■ **WHAT THE TASK ASKS**
Answer these questions about the KUES surveillance system passage below.
1. What is the architecture of the KUES system based on?
2. Into what does the motion detection module segment the regions of each frame where motion is present?
3. According to what are the image-based tracks from different cameras combined?

■ **PASSAGE GIVEN**
________________

2. Background The learning module that is presented here is one high-level component of the Kingston University Experimental Surveillance (KUES) system. The architecture of the system, based on a distributed multi-camera network of cooperating independent processors, is illustrated in Figure 1.

Figure 1: Architecture of the KUES system.

Each surveillance camera generates a video stream. The motion detection module [8] establishes a background model for each camera view, identifies the regions of each frame where motion is present and segments them into Binary Large OBjects (Blobs). Motion tracking [8] aims to provide one trajectory for each individual target that represents the time sequence of the target centroid positions, within the camera view. For this reason, motion tracking attempts to correspond blobs in consecutive frames and resolve ambiguities caused by misdetections or occlusions. The 3D motion-tracking module [9] aims to encode the complete history of individual targets moving within the entire region viewed the camera network. Image based tracks provided by different cameras are combined according to geometric camera models obtained from a one-off calibration process. The learning module uses the 2D and 3D tracks to generate semantic scene and activity models. These models enable the system to "understand" the motion and respond to contextual queries made by the operator.

________________

Labeled-object pointing data

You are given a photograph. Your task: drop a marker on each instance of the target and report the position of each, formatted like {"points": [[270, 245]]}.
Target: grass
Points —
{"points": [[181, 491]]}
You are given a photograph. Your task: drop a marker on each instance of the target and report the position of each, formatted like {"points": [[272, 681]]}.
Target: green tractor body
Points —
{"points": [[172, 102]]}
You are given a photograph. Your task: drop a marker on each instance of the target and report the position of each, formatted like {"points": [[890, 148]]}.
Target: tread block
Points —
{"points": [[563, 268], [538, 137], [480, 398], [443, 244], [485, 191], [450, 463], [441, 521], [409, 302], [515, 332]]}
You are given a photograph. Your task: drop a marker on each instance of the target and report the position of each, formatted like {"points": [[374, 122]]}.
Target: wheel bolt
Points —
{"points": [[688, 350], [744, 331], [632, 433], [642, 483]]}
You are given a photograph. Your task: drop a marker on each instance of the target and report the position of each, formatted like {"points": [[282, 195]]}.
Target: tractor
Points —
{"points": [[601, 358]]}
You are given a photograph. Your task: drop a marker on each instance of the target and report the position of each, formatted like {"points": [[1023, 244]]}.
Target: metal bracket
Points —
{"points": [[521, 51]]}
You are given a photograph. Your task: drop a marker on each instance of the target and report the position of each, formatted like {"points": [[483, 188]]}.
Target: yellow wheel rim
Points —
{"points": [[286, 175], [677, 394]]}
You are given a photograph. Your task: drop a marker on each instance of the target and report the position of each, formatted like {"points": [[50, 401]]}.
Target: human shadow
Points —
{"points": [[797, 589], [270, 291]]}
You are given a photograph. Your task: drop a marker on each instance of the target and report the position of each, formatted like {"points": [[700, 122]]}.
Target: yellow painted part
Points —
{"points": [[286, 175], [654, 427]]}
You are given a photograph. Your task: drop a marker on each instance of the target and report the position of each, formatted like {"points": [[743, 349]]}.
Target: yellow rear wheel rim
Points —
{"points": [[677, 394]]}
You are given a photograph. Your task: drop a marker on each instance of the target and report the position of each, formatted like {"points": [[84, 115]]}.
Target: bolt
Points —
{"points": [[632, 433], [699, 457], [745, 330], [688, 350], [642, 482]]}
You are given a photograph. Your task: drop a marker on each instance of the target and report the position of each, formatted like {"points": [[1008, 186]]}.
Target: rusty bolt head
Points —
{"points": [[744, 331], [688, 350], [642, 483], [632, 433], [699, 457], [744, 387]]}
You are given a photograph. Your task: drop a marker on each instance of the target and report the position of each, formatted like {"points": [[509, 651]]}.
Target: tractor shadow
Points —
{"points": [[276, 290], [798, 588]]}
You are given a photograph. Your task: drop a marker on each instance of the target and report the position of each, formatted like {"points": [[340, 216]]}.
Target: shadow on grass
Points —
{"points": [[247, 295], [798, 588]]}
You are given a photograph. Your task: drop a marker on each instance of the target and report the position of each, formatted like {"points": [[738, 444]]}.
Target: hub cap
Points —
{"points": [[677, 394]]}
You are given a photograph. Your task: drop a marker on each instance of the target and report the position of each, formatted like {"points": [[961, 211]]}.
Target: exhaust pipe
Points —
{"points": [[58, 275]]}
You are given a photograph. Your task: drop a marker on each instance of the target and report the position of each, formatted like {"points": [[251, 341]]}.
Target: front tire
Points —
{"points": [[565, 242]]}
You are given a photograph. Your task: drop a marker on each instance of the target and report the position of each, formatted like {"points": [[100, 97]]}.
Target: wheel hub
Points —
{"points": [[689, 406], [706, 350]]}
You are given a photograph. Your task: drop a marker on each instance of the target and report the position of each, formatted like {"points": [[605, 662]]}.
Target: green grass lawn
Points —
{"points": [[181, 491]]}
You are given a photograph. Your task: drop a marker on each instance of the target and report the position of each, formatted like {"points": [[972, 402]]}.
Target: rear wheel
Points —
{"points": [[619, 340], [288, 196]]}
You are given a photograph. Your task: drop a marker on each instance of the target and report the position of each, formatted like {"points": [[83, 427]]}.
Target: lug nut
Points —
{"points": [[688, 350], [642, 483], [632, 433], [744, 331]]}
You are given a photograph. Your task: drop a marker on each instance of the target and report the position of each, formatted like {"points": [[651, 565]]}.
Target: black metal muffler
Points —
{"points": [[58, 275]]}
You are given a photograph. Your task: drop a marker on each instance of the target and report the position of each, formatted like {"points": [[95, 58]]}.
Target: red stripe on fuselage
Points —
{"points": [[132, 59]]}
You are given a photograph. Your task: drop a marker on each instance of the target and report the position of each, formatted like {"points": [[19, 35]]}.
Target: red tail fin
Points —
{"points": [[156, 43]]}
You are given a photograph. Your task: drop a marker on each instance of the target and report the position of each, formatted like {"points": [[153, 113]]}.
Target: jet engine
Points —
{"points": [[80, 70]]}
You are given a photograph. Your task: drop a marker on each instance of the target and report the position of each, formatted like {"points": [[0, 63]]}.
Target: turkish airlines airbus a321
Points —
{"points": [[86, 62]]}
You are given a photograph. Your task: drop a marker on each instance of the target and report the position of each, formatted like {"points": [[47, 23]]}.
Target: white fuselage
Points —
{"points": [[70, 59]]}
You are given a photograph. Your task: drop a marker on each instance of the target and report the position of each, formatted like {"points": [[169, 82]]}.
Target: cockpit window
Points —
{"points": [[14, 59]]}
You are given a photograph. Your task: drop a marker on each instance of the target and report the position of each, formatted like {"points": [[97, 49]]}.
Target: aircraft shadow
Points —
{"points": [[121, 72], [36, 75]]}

________________

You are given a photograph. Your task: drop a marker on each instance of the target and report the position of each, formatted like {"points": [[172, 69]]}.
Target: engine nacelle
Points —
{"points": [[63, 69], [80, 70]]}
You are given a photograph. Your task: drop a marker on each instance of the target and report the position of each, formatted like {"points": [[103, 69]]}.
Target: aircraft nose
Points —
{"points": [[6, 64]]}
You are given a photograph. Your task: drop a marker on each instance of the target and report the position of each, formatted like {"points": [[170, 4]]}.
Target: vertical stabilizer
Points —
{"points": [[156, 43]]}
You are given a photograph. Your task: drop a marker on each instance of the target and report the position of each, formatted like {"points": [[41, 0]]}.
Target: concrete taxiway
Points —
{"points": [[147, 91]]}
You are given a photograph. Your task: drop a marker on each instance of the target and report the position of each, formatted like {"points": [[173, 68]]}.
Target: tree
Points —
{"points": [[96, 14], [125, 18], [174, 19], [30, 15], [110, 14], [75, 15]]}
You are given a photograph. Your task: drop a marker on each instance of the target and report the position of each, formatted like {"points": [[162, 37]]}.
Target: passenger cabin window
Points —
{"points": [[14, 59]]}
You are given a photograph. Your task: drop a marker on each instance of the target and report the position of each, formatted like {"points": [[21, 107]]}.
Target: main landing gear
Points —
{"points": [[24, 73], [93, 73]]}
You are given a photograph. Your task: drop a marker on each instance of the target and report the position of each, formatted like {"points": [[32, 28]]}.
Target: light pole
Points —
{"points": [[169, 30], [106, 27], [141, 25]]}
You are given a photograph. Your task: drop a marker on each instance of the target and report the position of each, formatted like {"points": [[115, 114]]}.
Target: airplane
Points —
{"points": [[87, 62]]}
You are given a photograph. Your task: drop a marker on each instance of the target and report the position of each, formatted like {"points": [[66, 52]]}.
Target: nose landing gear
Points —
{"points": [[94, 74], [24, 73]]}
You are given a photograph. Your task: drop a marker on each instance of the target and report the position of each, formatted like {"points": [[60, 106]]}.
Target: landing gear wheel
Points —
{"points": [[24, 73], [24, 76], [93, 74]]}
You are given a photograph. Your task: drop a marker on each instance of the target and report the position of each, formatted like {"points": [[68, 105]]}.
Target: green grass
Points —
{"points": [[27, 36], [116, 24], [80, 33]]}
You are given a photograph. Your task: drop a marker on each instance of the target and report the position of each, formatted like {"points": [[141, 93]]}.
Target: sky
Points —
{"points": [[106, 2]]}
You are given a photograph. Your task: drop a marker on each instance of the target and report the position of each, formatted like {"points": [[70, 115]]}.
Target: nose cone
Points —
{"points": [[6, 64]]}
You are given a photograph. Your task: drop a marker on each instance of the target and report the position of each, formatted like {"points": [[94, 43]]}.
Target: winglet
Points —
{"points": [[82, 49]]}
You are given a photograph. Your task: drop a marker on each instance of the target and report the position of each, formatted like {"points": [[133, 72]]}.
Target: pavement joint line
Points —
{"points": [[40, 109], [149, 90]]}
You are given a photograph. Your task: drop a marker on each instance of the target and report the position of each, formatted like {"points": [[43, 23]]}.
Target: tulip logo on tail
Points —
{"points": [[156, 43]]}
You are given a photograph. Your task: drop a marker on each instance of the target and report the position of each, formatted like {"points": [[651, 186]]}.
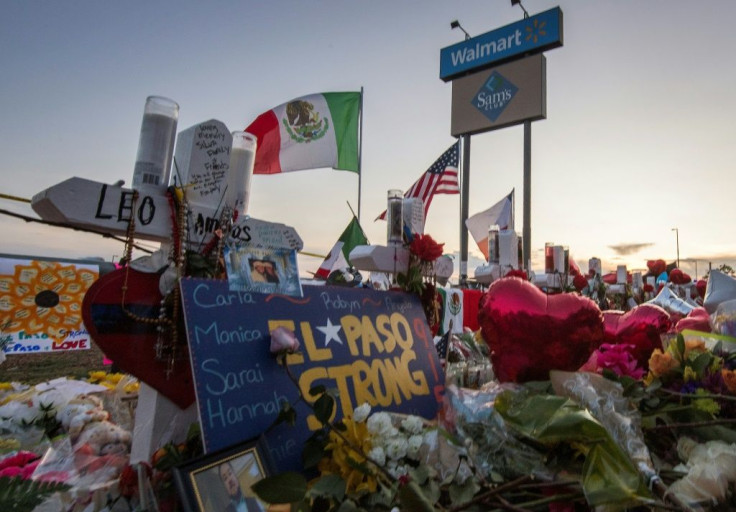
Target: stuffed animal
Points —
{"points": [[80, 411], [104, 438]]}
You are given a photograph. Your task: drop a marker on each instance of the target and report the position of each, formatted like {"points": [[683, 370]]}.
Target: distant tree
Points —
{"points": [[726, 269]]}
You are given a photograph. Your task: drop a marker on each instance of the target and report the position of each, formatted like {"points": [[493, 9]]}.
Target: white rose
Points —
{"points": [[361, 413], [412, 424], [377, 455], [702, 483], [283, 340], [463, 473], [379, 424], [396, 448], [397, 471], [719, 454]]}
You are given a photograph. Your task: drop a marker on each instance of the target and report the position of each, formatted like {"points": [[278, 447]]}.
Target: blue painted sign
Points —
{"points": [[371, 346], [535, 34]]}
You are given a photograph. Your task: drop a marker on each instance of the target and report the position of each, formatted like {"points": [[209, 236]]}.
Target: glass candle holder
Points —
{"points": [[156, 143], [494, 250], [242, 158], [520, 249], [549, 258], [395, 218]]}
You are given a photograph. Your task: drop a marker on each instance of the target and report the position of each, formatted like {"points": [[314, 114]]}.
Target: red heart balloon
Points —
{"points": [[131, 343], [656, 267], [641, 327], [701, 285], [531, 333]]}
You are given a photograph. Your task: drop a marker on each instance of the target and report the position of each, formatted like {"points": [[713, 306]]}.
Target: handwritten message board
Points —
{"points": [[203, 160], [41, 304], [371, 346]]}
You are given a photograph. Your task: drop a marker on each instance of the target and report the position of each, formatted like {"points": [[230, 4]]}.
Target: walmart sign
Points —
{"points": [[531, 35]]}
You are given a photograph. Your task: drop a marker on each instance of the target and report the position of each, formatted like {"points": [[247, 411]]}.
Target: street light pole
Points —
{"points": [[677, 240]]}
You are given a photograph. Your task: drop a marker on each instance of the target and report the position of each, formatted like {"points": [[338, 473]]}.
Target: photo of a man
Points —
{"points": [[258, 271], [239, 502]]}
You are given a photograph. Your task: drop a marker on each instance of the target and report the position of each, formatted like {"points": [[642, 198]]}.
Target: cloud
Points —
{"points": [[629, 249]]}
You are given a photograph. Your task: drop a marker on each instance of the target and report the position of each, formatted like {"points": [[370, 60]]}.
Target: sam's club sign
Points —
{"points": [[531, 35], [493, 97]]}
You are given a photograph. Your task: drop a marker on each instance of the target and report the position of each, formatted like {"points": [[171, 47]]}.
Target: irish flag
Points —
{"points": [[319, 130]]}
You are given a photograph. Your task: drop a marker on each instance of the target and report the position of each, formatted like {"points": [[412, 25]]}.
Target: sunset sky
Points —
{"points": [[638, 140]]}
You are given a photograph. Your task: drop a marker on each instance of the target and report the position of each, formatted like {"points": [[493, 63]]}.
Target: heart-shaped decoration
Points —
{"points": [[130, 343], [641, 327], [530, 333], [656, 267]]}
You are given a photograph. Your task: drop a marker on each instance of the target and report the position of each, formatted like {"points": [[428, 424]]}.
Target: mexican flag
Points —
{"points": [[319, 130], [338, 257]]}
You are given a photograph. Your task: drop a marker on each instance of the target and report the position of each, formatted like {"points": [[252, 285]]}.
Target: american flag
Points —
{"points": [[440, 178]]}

________________

■ **CORRECT ANSWER**
1. A distributed multi-camera network of cooperating independent processors.
2. Binary Large OBjects (Blobs).
3. Geometric camera models obtained from a one-off calibration process.